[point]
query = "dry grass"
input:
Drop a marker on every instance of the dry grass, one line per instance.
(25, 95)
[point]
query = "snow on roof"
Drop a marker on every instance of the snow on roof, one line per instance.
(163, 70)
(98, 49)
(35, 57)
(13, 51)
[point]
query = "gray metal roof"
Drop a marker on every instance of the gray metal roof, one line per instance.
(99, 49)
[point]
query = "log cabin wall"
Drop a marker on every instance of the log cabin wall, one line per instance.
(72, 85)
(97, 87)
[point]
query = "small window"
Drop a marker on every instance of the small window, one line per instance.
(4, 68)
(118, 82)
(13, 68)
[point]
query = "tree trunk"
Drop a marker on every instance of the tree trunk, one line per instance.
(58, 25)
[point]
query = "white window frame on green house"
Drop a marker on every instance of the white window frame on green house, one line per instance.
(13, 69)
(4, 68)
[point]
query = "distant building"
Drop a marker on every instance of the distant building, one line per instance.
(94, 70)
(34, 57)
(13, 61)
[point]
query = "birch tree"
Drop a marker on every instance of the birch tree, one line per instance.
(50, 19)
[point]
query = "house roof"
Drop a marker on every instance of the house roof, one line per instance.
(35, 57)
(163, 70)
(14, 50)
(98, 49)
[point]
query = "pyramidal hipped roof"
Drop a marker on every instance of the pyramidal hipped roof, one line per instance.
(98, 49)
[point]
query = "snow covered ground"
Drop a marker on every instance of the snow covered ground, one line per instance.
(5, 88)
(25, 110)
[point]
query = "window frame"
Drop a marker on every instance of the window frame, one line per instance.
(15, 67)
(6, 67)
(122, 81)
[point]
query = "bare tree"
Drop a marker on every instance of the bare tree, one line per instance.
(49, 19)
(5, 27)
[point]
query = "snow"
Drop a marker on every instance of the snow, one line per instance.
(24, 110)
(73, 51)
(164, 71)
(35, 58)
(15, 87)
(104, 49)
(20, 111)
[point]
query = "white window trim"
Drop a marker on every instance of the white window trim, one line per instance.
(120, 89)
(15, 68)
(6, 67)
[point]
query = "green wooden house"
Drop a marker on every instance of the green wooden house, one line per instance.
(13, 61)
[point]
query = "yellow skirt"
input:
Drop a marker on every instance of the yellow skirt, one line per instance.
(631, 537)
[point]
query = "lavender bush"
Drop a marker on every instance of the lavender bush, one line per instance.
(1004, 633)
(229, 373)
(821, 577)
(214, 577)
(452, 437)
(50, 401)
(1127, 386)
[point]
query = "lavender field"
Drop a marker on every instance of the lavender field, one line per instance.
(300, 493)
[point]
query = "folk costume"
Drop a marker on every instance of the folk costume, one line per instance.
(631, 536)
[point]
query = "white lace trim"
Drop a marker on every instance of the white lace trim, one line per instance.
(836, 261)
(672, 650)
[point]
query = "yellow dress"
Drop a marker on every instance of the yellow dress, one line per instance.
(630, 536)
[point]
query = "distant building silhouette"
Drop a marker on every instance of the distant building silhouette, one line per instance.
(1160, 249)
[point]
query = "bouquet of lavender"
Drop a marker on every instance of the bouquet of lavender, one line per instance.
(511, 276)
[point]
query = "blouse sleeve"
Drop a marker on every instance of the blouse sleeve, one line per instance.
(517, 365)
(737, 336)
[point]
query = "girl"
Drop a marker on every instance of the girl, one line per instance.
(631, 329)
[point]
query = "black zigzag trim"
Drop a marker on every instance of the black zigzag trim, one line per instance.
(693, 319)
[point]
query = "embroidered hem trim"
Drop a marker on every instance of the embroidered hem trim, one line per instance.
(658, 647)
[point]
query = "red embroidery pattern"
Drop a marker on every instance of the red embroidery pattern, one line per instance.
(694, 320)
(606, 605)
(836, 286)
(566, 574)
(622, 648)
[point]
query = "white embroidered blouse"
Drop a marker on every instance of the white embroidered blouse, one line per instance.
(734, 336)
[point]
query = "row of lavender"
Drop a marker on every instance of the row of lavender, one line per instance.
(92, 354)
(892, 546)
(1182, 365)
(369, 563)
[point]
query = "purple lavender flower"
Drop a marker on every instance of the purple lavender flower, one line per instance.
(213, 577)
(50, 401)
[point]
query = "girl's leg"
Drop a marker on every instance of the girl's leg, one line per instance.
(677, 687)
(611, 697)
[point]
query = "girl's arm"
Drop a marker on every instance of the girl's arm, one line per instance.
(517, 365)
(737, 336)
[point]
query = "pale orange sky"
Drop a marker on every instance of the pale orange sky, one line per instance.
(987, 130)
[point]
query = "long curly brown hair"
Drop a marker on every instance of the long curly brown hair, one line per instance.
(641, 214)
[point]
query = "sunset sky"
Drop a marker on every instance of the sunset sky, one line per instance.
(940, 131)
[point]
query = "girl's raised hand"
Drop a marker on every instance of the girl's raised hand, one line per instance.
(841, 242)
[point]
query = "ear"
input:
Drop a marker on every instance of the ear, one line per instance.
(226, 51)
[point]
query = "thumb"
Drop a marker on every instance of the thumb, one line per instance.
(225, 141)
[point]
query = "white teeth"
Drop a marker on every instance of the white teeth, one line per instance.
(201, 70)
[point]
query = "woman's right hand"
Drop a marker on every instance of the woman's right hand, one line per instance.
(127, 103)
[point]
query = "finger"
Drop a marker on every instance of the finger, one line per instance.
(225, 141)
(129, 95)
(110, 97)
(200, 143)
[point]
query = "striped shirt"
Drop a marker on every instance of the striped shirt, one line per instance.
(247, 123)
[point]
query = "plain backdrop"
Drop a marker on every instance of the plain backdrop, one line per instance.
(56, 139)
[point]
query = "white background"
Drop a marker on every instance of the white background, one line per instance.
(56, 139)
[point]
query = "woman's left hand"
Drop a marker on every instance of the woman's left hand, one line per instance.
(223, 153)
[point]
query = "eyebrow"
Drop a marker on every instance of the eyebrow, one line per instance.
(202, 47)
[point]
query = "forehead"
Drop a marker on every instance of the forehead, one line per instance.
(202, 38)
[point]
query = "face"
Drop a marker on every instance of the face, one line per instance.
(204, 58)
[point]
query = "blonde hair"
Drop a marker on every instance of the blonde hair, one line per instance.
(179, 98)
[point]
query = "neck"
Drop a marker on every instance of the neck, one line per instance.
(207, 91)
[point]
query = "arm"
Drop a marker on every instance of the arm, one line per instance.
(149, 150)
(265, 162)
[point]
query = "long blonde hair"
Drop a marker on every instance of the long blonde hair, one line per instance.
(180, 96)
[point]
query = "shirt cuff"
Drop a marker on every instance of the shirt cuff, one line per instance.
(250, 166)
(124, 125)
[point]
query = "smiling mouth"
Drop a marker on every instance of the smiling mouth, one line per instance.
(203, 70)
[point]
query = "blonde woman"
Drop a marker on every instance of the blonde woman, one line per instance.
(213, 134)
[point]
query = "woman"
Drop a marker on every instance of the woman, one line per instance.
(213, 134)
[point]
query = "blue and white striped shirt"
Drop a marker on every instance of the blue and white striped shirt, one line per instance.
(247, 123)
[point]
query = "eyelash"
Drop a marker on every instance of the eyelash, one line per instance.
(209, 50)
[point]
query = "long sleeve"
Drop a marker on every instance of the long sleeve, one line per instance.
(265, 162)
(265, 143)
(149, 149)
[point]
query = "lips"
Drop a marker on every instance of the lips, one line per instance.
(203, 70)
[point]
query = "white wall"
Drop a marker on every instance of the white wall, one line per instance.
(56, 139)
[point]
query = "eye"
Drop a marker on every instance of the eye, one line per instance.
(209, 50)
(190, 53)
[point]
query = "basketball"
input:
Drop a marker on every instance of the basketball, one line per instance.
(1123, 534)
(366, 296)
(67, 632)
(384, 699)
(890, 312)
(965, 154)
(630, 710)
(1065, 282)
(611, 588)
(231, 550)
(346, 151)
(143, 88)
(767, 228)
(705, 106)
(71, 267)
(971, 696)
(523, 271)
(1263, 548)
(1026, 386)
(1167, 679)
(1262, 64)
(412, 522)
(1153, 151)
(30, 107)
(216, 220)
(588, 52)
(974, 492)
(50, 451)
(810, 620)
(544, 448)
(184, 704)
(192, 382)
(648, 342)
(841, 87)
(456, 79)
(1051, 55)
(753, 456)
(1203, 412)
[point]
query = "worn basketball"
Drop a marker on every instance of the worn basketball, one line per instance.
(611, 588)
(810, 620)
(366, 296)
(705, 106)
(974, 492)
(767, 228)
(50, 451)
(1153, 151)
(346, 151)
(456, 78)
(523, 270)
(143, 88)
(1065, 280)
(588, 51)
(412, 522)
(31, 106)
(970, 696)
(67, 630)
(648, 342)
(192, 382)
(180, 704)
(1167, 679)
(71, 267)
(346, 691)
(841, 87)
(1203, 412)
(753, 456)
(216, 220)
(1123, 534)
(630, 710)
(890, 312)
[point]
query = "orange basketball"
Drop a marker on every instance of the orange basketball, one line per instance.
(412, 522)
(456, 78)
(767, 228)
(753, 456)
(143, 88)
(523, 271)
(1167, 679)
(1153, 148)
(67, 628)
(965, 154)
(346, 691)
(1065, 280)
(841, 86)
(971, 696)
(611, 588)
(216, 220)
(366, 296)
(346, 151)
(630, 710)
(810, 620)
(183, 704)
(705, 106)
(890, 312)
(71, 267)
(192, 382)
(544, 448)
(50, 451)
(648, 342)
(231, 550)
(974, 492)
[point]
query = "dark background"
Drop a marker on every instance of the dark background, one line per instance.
= = = =
--- TASK GOAL ---
Count the lines in the entries above that contain "backdrop", treating uppercase and lowercase as different. Give only the number.

--- WRITTEN REPLY ---
2